━━━ EXTRACT

Differences: ACID vs. BASE

Prioritization

ACID: Prioritizes data consistency, ensuring every read receives the most recent write, often sacrificing some availability in partition-tolerant systems.
BASE: Prioritizes availability, allowing the system to function even when some nodes are unavailable, potentially returning older data.

Use Cases

ACID: Ideal for systems where data integrity is critical, like banking systems.
BASE: Useful for systems that can tolerate some inconsistencies, like social media platforms.

System Behavior During Failures

ACID: Transactions might fail or be rolled back to ensure consistency, potentially reducing availability.
BASE: The system continues to operate, accepting read and write operations, even if some data is outdated.

Complexity

ACID: Complexity is often handled within the database system.
BASE: Requires the application to handle inconsistencies and be aware of the eventual consistency model.

NoSQL vs RDBMS

NoSQL: Schema-less or dynamic schema, allowing new fields without altering existing records. No standard query language. Follows BASE properties.
RDBMS: Fixed schema, schema modifications can be time-consuming. Uses SQL. Follows ACID properties.

MongoDB: A Document-Based NoSQL Database

MongoDB stores data in BSON (Binary JSON) format, supporting embedded documents and arrays, offering more flexibility than traditional table-based relational databases. It is schema-less, allowing each document within a collection to have different fields.

Secondary Indexes

Used to query data based on non-primary-key attributes, defining an alternate key. They can be global or local.

Provisioned Read/Write Throughput

Throughput is the maximum capacity an application can consume from a table or index, divided evenly among partitions. Read capacity units (RCU) and write capacity units (WCU) are used to measure throughput.

On-Demand R/W Throughput

Pay-per-request pricing for read and write requests. DynamoDB adapts rapidly to accommodate the workload, ideal for new tables with unknown workloads or unpredictable traffic.

DynamoDB API Operations

Control operations: Create and manage DynamoDB tables.
Data operations: Create, read, update, and delete actions on data.
Batch operations: Get and write batches of items.
Transaction operations: Make coordinated changes to multiple items.

Batch Operations

BatchGetItem: Read up to 16 MB of data, up to 100 items from multiple tables.
BatchWriteItem: Write up to 16 MB of data, up to 25 PUT or DELETE requests to multiple tables.

Transactional Operations

TransactWriteItems: Includes one or more PutItem, UpdateItem, and DeleteItem operations across multiple tables.
TransactGetItems: Includes one or more GetItem operations across multiple tables.

Physical Denormalization

The intentional process of combining tables or adding redundant data to improve performance, trading off some data redundancy for gains in query performance.

Distributed Architecture

Refers to the division of labor across multiple computers or processors, enabling scalability, fault tolerance, reduced latency, and concurrent processing.

Machine Learning in Databases

Types

Query Optimization: Machine learning models predict the most efficient order for performing joins and select the best indexes.

━━━━━━
━━━ RECORDS SHOWN

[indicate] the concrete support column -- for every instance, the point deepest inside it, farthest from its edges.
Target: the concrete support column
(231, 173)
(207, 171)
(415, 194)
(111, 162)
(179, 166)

━━━━━━
━━━ RECORDS SHOWN

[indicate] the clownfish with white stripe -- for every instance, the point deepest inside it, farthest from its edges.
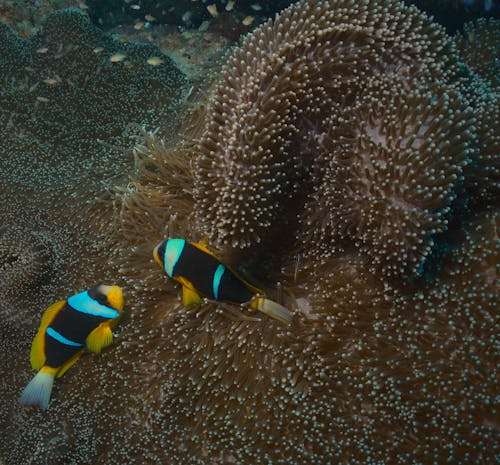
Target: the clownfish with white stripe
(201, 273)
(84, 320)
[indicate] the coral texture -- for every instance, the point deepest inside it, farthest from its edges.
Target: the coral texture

━━━━━━

> **JOB**:
Reproduce the database notes from "Data operations: Create, read, update, and" up to and including "to multiple items.", updating "coordinated" to "atomic".

> **RESPONSE TO THIS EXERCISE**:
Data operations: Create, read, update, and delete actions on data.
Batch operations: Get and write batches of items.
Transaction operations: Make atomic changes to multiple items.